* **SUPPLIED MATERIAL**:
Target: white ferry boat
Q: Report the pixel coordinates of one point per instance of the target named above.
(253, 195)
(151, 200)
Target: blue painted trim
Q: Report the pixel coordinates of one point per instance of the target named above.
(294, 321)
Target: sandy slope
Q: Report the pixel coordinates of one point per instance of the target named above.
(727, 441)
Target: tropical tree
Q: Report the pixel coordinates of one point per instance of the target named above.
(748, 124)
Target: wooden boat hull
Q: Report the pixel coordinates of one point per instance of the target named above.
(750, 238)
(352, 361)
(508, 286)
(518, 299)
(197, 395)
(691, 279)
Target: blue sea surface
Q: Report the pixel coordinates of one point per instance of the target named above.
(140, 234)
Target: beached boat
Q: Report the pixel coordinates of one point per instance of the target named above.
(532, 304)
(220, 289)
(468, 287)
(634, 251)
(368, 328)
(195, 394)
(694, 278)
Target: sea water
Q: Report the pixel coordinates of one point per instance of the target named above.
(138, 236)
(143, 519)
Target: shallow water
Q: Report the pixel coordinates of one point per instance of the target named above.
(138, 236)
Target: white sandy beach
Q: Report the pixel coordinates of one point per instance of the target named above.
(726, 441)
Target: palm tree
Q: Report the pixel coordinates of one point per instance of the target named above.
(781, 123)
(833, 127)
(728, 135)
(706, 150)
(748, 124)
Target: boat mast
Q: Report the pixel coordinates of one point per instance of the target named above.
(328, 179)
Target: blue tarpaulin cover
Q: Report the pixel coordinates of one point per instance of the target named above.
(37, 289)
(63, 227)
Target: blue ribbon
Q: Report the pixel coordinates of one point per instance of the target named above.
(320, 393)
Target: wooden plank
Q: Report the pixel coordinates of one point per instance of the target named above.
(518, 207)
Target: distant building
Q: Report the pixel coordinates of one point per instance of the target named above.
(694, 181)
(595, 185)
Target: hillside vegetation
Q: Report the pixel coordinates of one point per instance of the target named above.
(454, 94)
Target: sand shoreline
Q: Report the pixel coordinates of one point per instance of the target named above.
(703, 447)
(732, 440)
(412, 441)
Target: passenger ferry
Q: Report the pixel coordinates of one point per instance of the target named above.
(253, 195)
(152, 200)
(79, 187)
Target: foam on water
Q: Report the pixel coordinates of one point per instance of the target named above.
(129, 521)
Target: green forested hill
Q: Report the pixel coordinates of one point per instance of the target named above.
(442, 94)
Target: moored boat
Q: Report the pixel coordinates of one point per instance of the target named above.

* **YOUR INSTRUCTIONS**:
Locate and copy each line in the data above that includes the word "ferry".

* **REPLY**:
Target: white ferry boat
Target: passenger ferry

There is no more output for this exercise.